Directions
Please reproduce the entries below verbatim, starting at the line with "Practice. Put a pin on the mustang" and continuing through the last entry.
──────── Provided data ────────
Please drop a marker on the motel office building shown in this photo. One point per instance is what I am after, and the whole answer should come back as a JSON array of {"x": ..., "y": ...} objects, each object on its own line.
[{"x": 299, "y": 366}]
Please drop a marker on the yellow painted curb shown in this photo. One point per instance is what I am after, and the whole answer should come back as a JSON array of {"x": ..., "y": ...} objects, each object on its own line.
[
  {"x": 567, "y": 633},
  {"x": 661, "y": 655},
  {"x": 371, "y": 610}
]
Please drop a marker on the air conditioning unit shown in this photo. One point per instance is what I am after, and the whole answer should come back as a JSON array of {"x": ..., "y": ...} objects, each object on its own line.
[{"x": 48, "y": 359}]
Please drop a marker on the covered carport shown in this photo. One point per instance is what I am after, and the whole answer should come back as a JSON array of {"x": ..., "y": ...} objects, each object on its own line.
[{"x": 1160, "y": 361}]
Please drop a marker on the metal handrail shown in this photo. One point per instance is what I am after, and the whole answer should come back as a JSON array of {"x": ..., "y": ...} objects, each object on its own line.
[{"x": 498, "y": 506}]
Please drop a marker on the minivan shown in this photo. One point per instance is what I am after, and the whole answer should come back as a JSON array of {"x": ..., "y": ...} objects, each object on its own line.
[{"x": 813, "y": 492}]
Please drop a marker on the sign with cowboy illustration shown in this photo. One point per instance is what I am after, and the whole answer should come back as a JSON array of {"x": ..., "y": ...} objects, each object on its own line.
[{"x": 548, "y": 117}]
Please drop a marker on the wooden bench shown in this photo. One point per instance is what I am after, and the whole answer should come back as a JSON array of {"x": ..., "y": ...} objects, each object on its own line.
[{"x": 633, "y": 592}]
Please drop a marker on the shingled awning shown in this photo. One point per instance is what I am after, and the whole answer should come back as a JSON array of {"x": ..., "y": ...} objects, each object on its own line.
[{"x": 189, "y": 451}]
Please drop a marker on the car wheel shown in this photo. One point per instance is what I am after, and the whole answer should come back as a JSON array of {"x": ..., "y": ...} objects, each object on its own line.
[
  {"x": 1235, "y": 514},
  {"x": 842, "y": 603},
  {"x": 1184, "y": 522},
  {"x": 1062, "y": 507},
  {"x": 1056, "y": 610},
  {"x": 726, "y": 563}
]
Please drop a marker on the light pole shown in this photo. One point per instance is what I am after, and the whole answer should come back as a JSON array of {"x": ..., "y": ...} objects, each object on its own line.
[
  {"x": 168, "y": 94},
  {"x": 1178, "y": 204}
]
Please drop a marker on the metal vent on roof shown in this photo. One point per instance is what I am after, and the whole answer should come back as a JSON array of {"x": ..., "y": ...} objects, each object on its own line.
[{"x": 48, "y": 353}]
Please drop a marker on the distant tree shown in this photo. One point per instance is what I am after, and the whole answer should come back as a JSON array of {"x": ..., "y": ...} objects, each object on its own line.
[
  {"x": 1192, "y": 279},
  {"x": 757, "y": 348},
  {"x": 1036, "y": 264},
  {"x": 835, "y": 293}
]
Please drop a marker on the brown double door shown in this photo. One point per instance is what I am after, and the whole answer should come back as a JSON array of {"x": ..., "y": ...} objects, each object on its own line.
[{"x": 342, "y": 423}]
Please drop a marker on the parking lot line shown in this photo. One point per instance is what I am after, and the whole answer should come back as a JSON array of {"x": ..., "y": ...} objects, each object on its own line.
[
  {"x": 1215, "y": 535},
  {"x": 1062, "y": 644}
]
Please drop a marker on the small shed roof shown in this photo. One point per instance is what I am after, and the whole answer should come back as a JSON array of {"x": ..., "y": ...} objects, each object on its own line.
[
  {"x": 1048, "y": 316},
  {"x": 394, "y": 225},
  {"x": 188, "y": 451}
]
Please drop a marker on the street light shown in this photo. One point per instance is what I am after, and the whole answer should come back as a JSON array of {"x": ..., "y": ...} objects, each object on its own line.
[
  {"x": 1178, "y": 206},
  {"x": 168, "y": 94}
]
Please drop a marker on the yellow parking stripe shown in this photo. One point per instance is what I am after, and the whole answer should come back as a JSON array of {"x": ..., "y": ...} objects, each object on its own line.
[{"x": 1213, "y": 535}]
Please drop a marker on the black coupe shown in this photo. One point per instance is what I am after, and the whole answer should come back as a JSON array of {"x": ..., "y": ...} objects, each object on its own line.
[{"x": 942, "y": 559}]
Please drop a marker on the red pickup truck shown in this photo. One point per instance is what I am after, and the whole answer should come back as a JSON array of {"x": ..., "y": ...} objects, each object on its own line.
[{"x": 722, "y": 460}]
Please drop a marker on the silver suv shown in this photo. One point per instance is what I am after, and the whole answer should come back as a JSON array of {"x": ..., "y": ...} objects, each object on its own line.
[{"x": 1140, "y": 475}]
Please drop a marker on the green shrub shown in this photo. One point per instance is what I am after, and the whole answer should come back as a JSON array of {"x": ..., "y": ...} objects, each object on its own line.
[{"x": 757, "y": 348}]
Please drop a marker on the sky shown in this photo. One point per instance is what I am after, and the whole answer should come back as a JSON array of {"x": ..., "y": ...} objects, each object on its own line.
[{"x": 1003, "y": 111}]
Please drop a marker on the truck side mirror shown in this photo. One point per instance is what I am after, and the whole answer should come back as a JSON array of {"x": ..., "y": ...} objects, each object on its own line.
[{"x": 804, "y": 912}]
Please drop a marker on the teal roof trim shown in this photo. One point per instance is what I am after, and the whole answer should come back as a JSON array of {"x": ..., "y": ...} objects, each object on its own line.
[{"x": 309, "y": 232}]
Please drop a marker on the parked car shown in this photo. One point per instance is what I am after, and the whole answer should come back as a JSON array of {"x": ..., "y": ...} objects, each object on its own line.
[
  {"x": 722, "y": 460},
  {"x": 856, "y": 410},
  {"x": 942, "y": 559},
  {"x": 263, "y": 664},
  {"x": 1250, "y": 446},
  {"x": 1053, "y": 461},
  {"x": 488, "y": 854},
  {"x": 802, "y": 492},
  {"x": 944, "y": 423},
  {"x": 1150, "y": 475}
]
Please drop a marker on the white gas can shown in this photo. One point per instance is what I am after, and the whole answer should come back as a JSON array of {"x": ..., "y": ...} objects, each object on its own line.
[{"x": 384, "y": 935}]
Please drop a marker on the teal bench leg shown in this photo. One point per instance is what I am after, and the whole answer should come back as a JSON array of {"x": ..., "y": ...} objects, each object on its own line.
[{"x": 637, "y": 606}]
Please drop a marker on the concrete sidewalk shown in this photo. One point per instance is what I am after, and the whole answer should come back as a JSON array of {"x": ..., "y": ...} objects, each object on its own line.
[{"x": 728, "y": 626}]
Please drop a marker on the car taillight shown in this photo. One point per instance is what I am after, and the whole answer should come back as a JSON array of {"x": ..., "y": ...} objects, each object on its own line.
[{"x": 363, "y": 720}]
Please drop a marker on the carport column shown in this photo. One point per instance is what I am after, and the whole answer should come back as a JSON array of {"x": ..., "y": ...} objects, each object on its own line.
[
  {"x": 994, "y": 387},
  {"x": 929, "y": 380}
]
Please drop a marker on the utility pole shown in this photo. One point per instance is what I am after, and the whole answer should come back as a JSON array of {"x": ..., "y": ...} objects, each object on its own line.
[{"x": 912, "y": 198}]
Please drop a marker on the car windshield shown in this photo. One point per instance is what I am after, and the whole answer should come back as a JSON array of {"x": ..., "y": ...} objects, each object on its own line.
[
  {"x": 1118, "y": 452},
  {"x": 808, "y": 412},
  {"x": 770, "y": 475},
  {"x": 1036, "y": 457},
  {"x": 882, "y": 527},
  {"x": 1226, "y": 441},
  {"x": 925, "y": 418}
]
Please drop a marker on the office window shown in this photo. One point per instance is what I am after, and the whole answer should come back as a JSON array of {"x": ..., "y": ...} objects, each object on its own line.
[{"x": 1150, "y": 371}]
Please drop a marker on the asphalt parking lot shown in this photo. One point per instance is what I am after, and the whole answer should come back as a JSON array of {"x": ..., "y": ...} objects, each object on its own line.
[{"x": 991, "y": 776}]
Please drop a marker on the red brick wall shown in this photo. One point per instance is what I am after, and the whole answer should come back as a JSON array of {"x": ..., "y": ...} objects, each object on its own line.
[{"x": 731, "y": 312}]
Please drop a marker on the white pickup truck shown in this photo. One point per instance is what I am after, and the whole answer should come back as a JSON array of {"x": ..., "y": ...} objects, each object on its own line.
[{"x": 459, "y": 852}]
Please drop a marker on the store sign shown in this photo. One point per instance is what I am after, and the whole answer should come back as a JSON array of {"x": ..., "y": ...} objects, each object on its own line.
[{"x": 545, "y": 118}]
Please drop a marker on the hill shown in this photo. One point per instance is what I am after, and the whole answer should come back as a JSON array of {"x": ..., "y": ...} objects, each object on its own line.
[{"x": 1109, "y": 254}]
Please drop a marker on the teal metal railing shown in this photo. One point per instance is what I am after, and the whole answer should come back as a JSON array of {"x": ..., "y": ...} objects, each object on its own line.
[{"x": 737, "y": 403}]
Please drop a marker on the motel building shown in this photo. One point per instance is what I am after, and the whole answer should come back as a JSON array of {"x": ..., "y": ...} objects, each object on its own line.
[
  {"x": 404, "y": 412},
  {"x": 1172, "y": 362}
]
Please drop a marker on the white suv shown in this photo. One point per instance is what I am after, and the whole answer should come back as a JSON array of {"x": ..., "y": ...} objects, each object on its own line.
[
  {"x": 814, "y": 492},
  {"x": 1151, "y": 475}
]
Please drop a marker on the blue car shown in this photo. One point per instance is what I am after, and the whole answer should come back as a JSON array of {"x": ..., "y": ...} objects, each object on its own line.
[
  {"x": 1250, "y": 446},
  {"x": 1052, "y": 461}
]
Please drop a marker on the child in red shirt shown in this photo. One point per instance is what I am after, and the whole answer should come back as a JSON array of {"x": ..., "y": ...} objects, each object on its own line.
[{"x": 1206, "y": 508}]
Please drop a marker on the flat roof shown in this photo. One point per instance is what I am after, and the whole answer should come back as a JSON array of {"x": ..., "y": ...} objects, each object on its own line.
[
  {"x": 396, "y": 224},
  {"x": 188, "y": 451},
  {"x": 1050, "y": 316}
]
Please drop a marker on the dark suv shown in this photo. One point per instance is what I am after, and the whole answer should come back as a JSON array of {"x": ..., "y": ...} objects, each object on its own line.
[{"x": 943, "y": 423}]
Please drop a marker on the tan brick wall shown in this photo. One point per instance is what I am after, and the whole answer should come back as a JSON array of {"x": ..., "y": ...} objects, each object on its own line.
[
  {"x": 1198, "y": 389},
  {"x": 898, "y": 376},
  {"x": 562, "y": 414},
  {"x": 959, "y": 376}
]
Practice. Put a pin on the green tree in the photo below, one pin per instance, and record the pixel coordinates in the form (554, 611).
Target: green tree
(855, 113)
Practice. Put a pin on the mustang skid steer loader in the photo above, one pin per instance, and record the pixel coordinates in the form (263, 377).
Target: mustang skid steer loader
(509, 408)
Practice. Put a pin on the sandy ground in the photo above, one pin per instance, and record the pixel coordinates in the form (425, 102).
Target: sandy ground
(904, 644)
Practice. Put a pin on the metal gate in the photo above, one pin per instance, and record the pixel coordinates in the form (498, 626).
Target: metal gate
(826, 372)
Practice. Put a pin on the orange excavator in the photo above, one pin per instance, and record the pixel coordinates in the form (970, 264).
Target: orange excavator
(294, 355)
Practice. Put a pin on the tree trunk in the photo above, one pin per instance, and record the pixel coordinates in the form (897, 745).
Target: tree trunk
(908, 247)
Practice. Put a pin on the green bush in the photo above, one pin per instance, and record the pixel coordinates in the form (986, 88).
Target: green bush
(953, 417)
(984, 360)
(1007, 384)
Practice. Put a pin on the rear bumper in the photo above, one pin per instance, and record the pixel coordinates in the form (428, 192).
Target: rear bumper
────────
Answer to the task
Practice. Put a pin on the mustang skid steer loader in the photo above, one pin per instance, and record the pixel coordinates in the form (263, 377).
Target: mustang skid steer loader
(509, 408)
Practice. Put a pin on the sandy ground in the photo above, one pin per instance, and record the pixel coordinates in the form (425, 102).
Target: sandy ground
(904, 644)
Practice. Put a pin on the metal gate in the photo above, one pin per instance, and record the pixel coordinates in the form (498, 626).
Target: metal gate
(826, 372)
Practice. Put a pin on the orange excavator in the photo above, one pin per instance, and record the pixel coordinates in the form (970, 264).
Target: orange excavator
(294, 355)
Practice. Put a pin on the tree trunk in the photo above, one pin per instance, and record the pixel coordinates in the form (897, 745).
Target: tree trunk
(908, 247)
Practice. Put a pin on the green bush in the photo above, one pin per instance, and record the pixel coordinates in the form (986, 88).
Target: green bush
(953, 417)
(984, 360)
(1007, 384)
Practice. Put a pin on the rear bumper in the photo above, one pin per instance, and record the pixel coordinates in the form (428, 192).
Target: rear bumper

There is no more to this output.